• _Brief_
Reproduce the entries below, please. Keep every character the same.

• _Material for this task_
___
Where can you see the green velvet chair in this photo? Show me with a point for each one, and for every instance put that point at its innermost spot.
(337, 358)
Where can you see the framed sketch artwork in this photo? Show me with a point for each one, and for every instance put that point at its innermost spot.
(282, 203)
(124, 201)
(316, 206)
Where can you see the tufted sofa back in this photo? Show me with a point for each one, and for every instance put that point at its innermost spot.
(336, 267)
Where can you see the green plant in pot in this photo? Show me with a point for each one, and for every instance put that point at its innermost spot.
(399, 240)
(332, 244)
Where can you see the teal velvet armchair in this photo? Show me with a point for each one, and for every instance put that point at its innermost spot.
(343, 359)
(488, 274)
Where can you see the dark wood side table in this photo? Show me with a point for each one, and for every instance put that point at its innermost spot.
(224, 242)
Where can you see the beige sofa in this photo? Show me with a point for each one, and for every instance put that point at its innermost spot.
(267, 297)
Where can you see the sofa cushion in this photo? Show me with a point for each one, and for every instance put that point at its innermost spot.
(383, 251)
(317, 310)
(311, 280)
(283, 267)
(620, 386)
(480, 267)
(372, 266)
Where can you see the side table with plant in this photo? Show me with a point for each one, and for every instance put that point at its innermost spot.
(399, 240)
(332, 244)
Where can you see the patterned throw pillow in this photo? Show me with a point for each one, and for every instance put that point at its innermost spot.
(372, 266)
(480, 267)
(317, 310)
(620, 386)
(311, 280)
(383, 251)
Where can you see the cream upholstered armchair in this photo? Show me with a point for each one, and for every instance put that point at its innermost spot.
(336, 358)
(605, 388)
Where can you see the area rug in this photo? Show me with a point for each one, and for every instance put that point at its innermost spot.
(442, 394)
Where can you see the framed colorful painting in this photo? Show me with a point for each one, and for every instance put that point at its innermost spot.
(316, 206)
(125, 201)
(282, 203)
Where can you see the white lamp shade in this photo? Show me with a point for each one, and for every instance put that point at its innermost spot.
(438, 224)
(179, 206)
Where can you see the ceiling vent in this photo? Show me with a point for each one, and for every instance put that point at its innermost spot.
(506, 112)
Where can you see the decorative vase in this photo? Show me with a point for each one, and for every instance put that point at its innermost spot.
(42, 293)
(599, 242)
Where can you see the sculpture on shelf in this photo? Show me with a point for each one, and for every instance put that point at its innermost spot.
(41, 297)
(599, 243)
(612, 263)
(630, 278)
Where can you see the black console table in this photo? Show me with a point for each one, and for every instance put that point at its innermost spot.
___
• _Task response_
Where can you see the green velvet chair in this photo? Show me with a point for each one, and for every instance put that point at its innermost spot.
(337, 358)
Where can you see the framed sketch artwork in this photo? Show me with a point for each one, and for every instance put that point at its innermost spot.
(282, 203)
(124, 201)
(316, 206)
Where can you see the tufted sofa back in this photo? Show me with a point for each one, and for every instance put that point at its innermost spot.
(336, 267)
Where can you see the green plant in pot in this photo? Show me with a point for each one, and for every instance put that point at its innermost spot.
(399, 240)
(332, 244)
Where can you see the teal velvet armchair in this photo? Show me with a point for each one, and for every instance put that point at its innermost spot.
(343, 359)
(488, 274)
Where can you see the dark wood side table in this photo? Show me with a point for each one, and for every instance put that point at its innermost spot.
(224, 242)
Where can you see the beige sofa in this photo? Show me with a point for each one, and for every instance put that point at its innermost spot.
(267, 297)
Where can you see the sofa cushion in this photo? Show me with a point for each one, and for every instance put that point at its innermost spot.
(383, 251)
(317, 310)
(311, 280)
(283, 267)
(620, 386)
(480, 267)
(372, 266)
Where can you see the side table with plant in this photo? Show me with a point for each one, and for every instance put that point at its innermost spot.
(399, 240)
(332, 244)
Where can you see the patterned throw pillow in this photo? Show me with a point for each one, and for every instance put that point at its innermost spot.
(372, 266)
(480, 267)
(317, 310)
(620, 386)
(311, 280)
(383, 251)
Where can you see the cream upholstered armchair in this photo? Show me with a point for each one, and for every instance put that point at its innermost spot.
(336, 358)
(605, 388)
Where can you see the area rug in this photo? Show me with a point for each one, and for every instance put that point at its innermost spot.
(442, 394)
Where can you see the framed colorful painting in this photo? Show me with a point for each one, and for every instance put that point at its innermost spot.
(316, 206)
(125, 201)
(282, 203)
Where can you see the white lamp shade in this photo? Show me with a point for each one, and for every instance put that point at its innermost spot.
(438, 224)
(179, 206)
Where can you see the ceiling vent in this photo? Show me with a point for each one, and for every instance put that point at its innermost spot.
(506, 112)
Where can you see the decorative vase in this photo? Show me with a point for each one, and for every instance put that point at its innermost spot.
(42, 293)
(599, 242)
Where can you see the sculpture on shelf in this photo? Show me with a point for each one, and for every instance put that point at its innermost spot.
(41, 297)
(599, 243)
(612, 263)
(630, 278)
Where can you see the black console table in this photo? Show me with a point for each one, and for every instance put that point at its innermost spot.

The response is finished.